所得税は、納税者が自身の所得(収入-経費)から直接税金を納める『直接税』であり、直接税というのは、納税者の所得水準や各種事情(控除項目・扶養家族)を考慮して納税額が決定されるところに特徴があります。日本の直接税としての所得税は、国民全員が同じ税率で税金を支払う『比例的な課税』ではなく所得が大きい人ほど高い税率の税金を支払う『累進的な課税』が制度的に実施されています。日本の累進課税率は以下のようになっています。
課税所得 | 税率 | 控除額 |
---|---|---|
330万円以下 | 10% | 0円 |
330万円超から900万円以下 | 20% | 33万円 |
900万円超から1,800万円以下 | 30% | 123万円 |
1,800万円超 | 37% | 249万円 |
例えば、1月1日から12月31日までの年収(所得)が400万円の個人であれば『400万×0.2-33万=47万円』となり、実際には各種の控除を引かれるのでもっと安くなりますが、控除がなければ47万円の所得税を課されることになります。所得金額を申請する確定申告の受付時期は、所得を得た翌年の2月16日から3月15日となっています。給与から天引きされて所得税を源泉徴収されているサラリーマン(会社員・公務員)は、原則として自分で確定申告をする必要はなく年末調整によって納税事務が完了したと見なされます。

調査対象データ.
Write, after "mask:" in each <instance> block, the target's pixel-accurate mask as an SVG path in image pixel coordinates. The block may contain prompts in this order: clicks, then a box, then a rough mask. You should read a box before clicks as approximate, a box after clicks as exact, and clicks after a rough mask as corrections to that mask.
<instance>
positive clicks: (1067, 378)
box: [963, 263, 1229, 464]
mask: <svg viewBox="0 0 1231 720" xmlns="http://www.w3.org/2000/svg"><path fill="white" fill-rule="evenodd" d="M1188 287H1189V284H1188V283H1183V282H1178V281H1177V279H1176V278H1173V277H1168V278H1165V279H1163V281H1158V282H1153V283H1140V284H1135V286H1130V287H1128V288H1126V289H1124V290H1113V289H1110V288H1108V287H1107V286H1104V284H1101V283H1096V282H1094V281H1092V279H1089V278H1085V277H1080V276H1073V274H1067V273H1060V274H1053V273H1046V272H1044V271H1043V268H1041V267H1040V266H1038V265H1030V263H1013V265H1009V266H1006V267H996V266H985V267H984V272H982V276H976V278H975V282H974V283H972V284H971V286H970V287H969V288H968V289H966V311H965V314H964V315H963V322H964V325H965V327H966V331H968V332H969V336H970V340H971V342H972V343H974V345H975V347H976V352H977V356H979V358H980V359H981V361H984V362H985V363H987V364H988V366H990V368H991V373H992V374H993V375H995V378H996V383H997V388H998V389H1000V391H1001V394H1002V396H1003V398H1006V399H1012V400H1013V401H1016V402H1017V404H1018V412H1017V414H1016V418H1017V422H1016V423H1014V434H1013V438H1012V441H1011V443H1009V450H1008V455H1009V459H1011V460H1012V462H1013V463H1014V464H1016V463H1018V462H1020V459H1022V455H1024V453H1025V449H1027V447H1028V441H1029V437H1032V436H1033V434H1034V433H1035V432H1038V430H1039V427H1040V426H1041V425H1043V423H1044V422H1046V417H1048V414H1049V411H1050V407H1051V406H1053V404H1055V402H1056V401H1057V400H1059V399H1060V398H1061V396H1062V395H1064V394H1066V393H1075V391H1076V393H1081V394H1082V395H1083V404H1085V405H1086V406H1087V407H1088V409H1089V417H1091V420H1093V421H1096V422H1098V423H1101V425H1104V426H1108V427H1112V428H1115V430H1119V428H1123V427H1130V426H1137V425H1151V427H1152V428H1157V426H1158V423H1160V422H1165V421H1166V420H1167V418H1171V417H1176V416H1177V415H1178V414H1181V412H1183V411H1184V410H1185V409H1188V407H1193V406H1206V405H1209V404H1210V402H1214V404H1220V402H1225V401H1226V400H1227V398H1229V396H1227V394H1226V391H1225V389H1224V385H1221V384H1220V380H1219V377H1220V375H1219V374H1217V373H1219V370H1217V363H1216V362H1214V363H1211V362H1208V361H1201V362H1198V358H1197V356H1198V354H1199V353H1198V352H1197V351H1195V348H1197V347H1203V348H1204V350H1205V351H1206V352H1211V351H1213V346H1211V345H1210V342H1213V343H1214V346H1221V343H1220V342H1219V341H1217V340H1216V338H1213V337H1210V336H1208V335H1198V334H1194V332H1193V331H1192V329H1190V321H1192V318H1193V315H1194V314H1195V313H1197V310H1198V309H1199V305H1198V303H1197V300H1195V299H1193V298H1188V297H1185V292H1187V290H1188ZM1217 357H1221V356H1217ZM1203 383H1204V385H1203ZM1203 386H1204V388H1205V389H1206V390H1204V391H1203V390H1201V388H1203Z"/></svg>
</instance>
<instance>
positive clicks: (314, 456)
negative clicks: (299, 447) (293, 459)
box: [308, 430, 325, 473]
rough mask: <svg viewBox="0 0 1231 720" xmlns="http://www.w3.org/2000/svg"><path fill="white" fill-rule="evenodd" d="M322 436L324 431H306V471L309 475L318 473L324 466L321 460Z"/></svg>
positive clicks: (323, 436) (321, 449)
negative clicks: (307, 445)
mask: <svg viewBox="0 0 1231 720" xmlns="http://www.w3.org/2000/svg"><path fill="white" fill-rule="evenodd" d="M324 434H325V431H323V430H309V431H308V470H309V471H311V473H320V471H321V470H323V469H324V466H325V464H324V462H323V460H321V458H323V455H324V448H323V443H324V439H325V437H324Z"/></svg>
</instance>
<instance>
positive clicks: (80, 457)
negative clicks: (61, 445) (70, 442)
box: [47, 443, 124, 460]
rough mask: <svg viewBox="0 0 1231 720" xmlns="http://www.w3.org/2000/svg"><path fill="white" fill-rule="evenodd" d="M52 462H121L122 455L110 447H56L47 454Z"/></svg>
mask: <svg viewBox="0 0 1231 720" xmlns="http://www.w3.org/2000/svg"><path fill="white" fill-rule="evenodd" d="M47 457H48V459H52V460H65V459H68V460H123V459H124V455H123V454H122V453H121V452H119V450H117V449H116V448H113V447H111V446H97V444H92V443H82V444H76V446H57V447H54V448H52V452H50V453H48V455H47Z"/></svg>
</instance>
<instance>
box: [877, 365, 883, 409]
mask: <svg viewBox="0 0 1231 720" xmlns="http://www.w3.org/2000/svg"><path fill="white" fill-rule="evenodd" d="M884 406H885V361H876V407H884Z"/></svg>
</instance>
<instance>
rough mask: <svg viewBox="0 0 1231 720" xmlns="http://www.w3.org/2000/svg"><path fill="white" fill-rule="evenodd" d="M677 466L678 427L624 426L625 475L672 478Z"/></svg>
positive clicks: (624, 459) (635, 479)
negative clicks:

問題の詳細. 所得税についての文章から、「所得税は、納税者が自身の所得」から「務が完了したと見なされます。」までの部分を一字一句違えずに書き写しなさい。 各エントリは、それぞれ独立した別個の資料です。

解答.
所得税は、納税者が自身の所得(収入-経費)から直接税金を納める『直接税』であり、直接税というのは、納税者の所得水準や各種事情(控除項目・扶養家族)を考慮して納税額が決定されるところに特徴があります。日本の直接税としての所得税は、国民全員が同じ税率で税金を支払う『比例的な課税』ではなく所得が大きい人ほど高い税率の税金を支払う『累進的な課税』が制度的に実施されています。日本の累進課税率は以下のようになっています。
課税所得 | 税率 | 控除額 |
---|---|---|
330万円以下 | 10% | 0円 |
330万円超から900万円以下 | 20% | 33万円 |
900万円超から1,800万円以下 | 30% | 123万円 |
1,800万円超 | 37% | 249万円 |
例えば、1月1日から12月31日までの年収(所得)が400万円の個人であれば『400万×0.2-33万=47万円』となり、実際には各種の控除を引かれるのでもっと安くなりますが、控除がなければ47万円の所得税を課されることになります。所得金額を申請する確定申告の受付時期は、所得を得た翌年の2月16日から3月15日となっています。給与から天引きされて所得税を源泉徴収されているサラリーマン(会社員・公務員)は、原則として自分で確定申告をする必要はなく年末調整によって納税事務が完了したと見なされます。